#### THE INPUT
↓↓↓
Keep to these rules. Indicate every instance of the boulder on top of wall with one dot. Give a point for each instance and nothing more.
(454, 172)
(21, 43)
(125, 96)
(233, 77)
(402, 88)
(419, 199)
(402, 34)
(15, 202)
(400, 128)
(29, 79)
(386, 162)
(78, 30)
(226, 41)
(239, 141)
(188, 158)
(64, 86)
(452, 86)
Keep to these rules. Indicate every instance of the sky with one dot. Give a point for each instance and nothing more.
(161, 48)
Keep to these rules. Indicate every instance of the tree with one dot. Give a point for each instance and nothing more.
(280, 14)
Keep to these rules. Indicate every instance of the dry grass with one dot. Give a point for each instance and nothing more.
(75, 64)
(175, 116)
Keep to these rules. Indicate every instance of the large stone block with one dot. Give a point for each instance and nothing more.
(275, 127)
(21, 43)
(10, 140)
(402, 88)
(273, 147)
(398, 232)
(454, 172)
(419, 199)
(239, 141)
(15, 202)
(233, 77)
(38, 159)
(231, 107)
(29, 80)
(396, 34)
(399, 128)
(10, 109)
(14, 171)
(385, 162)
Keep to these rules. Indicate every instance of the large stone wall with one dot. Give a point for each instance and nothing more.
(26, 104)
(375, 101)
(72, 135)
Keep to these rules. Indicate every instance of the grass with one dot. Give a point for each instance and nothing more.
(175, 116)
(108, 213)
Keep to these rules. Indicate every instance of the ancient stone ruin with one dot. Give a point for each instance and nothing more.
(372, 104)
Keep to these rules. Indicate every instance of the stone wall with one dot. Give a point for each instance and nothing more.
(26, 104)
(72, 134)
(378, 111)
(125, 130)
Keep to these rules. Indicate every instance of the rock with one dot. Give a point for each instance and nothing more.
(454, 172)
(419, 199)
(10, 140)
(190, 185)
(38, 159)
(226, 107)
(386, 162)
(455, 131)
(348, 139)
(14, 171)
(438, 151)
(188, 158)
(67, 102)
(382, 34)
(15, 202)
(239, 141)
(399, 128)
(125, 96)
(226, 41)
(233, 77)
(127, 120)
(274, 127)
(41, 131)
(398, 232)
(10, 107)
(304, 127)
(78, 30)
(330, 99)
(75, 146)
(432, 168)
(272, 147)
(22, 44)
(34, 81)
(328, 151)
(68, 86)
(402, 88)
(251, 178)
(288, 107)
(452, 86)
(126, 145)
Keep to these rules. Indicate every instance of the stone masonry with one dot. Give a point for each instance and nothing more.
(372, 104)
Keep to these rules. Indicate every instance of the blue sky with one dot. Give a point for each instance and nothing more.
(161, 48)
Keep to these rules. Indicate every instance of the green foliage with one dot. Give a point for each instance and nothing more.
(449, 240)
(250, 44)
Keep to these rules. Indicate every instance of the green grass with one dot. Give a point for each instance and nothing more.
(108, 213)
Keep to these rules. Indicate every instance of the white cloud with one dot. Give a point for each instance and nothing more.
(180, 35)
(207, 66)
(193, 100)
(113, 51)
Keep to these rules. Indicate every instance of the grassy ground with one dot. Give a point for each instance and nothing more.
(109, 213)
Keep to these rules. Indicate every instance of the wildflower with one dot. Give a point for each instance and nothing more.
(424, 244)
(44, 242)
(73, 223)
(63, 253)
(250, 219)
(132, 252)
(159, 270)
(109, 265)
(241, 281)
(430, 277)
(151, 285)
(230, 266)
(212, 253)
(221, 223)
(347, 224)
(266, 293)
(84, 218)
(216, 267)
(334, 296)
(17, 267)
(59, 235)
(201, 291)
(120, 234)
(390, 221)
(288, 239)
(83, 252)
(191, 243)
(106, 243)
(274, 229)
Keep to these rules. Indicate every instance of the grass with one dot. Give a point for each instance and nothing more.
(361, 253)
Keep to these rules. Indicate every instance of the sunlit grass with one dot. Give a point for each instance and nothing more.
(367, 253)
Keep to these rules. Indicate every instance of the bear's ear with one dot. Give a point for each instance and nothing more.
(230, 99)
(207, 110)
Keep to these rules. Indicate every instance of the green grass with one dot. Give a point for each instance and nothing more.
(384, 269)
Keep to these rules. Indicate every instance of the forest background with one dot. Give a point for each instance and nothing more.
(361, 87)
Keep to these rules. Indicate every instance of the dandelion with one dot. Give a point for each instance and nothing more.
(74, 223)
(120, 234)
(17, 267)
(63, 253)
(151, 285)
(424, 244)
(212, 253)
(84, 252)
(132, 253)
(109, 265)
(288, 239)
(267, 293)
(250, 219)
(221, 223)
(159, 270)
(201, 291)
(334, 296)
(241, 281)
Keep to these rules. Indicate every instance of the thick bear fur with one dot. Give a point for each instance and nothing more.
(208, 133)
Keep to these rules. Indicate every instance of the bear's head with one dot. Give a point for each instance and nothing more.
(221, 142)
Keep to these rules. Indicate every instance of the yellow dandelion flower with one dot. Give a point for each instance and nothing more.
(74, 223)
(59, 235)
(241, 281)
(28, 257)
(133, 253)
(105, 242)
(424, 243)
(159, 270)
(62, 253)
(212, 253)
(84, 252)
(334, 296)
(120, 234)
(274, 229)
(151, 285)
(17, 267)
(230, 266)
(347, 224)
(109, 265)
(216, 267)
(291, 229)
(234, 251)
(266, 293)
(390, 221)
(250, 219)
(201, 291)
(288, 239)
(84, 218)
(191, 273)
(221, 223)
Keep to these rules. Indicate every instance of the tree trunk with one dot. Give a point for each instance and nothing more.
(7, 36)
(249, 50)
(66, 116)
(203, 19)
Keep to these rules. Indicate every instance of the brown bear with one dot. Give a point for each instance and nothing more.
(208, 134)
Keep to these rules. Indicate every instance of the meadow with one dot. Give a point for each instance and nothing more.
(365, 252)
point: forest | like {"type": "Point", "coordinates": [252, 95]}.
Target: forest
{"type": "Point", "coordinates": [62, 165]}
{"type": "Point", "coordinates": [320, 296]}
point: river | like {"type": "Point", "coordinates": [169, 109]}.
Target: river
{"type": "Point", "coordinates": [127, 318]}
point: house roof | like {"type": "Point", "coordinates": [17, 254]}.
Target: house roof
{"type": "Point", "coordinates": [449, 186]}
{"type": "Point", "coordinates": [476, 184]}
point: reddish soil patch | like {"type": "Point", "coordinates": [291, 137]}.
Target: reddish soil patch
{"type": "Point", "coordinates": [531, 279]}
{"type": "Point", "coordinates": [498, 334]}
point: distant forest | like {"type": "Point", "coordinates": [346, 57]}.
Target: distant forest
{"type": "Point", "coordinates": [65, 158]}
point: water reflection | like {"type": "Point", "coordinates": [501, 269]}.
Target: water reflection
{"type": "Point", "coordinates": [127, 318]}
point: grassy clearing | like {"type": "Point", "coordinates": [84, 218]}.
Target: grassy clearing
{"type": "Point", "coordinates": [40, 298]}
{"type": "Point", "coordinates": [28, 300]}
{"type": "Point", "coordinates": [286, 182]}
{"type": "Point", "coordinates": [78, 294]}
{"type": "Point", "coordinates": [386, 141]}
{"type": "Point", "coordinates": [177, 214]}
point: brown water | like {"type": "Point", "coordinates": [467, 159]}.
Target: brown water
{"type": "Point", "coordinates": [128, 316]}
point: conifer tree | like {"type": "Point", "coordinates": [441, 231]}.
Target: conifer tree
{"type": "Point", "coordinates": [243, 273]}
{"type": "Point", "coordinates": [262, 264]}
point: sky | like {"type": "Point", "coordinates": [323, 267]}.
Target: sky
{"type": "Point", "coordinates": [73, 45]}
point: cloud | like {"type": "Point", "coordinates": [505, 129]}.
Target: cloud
↑↑↑
#### WHAT THE TASK ASKS
Repeat the line that contains "Target: sky", then every line after it until the records end, with nothing added.

#### WRITTEN SOLUTION
Target: sky
{"type": "Point", "coordinates": [73, 45]}
point: cloud | like {"type": "Point", "coordinates": [505, 129]}.
Target: cloud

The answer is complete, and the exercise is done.